Brief 1:
Answer these questions using the court excerpt:
(a) On what date did Nisley file a number of pro se motions with the trial court?
(b) What was he doing on his way back from the proceedings, according to what the speaker was further advised?
(c) What does the speaker say gave rise to the necessity of continuing those proceedings?
Brief 2: Retype the stretch of the court excerpt from "So I don’t believe" through "(Id. at 5-6).".

As I understand it, he was reasonably calm on his way over to
the proceedings last week. Became disruptive while in court.
I’ve been further advised on his way back he was literally
laughing about what occurred, suggesting he was able to
accomplish his goal of disrupting the proceeding and not
proceeding to sentencing.
So I don’t believe it’s an issue of competence or mental
illness necessarily, although he has shown difficulties in the past.
* * * But what I observed in my assessment is that it was not
mental illness, but his intentional conduct which gave rise to the
necessity of continuing those proceedings.
(Id. at 5-6).
{¶11} On September 4, 2013, Nisley filed a number of pro se motions with
the trial court. He filed a motion for “request of medical care and evalution [sic]”
stating that he was in so much physical pain that it was causing “mental status”

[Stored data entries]

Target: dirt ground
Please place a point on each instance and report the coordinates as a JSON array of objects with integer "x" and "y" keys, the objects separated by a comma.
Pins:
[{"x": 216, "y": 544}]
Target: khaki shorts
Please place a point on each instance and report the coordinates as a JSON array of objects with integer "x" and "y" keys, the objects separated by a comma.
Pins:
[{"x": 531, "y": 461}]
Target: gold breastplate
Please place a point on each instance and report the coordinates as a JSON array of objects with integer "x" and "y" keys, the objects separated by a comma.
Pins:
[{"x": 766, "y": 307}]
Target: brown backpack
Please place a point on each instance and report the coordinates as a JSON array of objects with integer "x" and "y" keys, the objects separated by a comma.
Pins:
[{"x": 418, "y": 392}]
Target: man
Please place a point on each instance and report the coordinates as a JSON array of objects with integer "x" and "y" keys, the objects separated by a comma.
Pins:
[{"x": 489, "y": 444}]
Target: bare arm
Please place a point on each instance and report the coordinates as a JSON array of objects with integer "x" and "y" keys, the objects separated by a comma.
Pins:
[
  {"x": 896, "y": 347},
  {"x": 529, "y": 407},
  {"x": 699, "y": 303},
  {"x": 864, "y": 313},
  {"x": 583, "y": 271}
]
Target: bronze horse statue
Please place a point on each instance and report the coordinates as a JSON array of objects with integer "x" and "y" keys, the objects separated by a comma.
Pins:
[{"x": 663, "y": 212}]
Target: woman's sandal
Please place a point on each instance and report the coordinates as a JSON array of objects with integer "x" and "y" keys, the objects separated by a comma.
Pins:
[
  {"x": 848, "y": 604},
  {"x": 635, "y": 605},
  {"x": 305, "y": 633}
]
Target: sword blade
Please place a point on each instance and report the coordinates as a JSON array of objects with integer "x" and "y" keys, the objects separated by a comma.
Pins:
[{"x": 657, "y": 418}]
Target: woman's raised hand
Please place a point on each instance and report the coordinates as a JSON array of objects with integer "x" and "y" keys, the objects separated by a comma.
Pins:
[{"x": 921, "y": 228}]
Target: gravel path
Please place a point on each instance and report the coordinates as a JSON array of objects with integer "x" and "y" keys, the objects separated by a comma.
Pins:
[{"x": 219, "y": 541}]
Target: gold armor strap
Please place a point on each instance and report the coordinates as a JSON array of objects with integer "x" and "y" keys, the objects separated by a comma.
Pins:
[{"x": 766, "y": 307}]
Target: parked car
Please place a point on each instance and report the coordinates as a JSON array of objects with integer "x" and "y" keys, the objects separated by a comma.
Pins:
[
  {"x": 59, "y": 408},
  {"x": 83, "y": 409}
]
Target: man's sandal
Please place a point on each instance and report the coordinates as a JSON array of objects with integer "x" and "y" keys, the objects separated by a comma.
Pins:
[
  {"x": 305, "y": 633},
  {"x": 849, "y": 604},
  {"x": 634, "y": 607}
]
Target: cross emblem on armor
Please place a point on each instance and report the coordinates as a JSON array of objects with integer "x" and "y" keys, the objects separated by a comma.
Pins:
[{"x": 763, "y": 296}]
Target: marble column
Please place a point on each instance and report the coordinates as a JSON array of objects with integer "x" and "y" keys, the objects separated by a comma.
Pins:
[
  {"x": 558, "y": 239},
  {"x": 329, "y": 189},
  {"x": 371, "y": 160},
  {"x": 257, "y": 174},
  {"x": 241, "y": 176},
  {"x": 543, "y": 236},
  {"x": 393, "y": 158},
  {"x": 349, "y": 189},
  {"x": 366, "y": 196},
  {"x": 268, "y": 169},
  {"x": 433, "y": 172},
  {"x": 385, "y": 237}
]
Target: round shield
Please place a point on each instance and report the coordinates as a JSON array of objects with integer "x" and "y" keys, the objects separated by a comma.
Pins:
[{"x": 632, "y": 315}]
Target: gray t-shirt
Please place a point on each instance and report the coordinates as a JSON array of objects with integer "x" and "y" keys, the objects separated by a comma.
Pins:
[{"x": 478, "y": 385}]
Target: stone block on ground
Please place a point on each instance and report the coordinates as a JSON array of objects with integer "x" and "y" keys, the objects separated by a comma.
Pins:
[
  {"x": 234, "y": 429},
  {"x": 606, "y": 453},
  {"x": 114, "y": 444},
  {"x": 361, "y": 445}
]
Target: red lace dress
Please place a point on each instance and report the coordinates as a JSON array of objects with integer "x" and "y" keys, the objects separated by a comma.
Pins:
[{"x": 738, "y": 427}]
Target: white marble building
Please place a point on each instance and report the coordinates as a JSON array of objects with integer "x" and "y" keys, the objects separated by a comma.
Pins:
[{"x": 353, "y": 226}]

Answer box 1:
(a) September 4, 2013.
(b) He was literally laughing about what occurred.
(c) His intentional conduct, not mental illness.

Answer box 2:
So I don’t believe it’s an issue of competence or mental
illness necessarily, although he has shown difficulties in the past.
* * * But what I observed in my assessment is that it was not
mental illness, but his intentional conduct which gave rise to the
necessity of continuing those proceedings.
(Id. at 5-6).